■ MATERIAL FOR THE TASK
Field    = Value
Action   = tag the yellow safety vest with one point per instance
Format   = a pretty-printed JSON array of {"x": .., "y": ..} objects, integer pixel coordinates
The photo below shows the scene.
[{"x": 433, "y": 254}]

==

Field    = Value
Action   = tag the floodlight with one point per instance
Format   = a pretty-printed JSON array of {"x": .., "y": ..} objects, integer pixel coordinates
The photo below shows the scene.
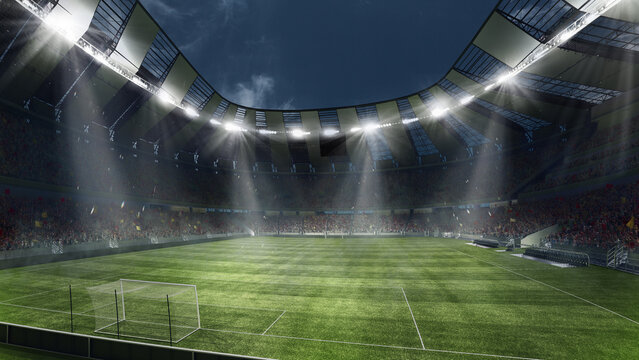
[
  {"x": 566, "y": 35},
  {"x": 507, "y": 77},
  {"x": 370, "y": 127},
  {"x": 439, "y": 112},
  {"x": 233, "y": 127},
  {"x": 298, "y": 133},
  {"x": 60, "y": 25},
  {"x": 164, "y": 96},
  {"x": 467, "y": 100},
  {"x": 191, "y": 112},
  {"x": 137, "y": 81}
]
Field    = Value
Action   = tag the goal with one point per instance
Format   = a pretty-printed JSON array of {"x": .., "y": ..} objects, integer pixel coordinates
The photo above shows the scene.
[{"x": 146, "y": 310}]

■ WHAT YOU WILL DO
How many of the lines above contain the word "point"? Reply with the number alone.

■ TASK OUTPUT
3